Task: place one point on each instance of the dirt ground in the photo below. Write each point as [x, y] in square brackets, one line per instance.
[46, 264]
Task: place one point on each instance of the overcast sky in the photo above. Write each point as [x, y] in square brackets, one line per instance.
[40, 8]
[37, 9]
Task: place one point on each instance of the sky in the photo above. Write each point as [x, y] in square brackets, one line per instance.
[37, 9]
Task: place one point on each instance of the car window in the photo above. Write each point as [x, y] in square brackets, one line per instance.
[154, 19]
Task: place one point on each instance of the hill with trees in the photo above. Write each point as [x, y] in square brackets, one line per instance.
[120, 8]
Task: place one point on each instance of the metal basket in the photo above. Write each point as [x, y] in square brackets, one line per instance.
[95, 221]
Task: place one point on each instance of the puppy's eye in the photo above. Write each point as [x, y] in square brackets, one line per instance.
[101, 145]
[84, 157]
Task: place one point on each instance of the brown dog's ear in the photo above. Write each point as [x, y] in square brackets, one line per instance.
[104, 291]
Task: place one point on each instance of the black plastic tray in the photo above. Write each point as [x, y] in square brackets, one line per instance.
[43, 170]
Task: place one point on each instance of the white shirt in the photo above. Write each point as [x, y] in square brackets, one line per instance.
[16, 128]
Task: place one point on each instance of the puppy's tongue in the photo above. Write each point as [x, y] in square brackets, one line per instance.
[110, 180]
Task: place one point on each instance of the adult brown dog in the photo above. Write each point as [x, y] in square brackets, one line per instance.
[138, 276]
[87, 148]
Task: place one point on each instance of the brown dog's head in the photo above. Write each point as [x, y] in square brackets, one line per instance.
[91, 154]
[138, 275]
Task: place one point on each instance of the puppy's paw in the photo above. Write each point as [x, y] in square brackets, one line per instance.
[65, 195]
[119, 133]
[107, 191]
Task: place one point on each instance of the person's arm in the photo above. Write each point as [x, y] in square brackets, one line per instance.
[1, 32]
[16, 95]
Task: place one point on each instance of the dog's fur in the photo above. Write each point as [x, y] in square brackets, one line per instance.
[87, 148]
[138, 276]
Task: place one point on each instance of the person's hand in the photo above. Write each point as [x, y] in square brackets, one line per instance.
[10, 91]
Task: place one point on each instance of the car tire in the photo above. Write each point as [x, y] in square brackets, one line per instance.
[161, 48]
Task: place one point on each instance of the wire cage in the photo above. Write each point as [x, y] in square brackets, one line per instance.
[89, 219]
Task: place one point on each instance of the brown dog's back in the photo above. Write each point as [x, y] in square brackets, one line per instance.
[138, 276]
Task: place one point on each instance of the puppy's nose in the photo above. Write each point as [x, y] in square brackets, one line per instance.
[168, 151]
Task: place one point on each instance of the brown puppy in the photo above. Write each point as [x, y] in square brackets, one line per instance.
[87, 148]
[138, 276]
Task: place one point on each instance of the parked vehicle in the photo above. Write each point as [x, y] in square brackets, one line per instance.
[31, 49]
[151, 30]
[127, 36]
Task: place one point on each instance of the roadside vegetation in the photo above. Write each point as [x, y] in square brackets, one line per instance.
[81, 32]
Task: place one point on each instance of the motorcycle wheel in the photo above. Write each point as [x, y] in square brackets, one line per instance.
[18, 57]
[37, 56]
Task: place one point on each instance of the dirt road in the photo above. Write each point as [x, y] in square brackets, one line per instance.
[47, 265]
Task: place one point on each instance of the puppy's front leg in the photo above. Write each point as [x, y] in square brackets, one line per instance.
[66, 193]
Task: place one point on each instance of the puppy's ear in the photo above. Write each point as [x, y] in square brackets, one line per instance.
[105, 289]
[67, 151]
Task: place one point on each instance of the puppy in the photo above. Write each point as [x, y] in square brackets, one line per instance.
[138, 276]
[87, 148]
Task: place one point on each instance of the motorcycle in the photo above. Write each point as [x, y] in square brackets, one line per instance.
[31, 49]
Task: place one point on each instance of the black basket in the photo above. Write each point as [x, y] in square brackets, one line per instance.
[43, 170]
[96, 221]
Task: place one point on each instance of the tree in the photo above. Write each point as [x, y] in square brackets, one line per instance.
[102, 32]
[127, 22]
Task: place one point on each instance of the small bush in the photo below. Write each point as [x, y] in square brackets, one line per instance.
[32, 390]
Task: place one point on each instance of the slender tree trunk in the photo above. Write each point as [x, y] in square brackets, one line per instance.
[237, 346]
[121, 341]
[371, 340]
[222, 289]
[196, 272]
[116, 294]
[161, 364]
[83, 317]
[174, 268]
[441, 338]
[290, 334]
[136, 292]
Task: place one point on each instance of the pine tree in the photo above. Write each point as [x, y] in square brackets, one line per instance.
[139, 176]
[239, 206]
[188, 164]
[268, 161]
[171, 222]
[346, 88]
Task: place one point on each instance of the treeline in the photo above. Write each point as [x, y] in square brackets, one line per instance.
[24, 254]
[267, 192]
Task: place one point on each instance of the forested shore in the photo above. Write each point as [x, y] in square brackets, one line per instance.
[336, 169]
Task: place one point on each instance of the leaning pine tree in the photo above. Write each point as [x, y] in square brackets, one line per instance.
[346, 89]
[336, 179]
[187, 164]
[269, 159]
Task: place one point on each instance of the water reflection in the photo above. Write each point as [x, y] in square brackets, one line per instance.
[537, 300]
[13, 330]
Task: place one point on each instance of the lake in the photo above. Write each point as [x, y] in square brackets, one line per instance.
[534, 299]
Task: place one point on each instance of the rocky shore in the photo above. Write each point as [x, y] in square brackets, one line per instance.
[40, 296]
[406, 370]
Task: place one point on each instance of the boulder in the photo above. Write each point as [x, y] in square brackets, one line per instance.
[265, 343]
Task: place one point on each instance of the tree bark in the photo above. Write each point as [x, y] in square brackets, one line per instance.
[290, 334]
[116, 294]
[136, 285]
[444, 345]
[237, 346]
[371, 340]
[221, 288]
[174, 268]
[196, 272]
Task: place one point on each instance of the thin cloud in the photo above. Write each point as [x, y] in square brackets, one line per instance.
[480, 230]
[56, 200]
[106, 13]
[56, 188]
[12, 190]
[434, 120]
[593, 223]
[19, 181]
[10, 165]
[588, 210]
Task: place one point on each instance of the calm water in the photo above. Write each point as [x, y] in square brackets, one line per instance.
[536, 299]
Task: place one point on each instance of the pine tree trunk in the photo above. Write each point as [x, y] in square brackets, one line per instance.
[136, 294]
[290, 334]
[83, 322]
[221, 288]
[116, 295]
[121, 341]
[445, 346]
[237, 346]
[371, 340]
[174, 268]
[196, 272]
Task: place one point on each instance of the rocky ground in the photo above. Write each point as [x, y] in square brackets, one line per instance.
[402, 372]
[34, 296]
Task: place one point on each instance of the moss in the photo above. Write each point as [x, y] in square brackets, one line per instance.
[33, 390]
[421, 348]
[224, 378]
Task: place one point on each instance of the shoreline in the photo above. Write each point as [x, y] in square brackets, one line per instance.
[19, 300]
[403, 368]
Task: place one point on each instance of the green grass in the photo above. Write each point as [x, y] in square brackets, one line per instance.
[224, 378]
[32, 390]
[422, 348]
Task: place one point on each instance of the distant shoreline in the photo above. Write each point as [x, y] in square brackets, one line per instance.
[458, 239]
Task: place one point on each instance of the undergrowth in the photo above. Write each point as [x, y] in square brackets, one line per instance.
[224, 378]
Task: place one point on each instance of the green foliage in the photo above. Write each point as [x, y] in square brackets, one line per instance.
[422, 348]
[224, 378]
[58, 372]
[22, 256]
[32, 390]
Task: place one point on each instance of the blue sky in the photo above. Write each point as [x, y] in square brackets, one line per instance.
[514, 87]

# # # # # # #

- Instructions to follow: The line with "Task: place one point on each instance of the distant" and every line after it up to the end of the entries: output those exactly, and only those.

- Solution:
Task: place one point on each instance of the distant shoreline in the photo above. Write each point as [x, y] in square brackets, one line per instance.
[458, 239]
Task: place one point on each instance of the undergrowth in the photo above. Write each point as [x, y] in square brackets, one line per instance.
[224, 378]
Task: place one point on each instance of the green foliage in the photo above. Write each point as [x, y] in square brackets, one line per instance.
[422, 348]
[224, 378]
[58, 372]
[22, 256]
[32, 390]
Task: place one point on each instance of the blue sky in the photo above. Write each point as [x, y] in square brackets, one line per instance.
[514, 87]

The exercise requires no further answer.